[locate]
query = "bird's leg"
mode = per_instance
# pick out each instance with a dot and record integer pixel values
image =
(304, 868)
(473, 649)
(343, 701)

:::

Rewrite the items above with "dot" changed to "marker" and everything else left the same.

[locate]
query = "bird's leg"
mode = per_instance
# pick out each instance with a marker and record integer pixel values
image =
(304, 868)
(473, 649)
(343, 701)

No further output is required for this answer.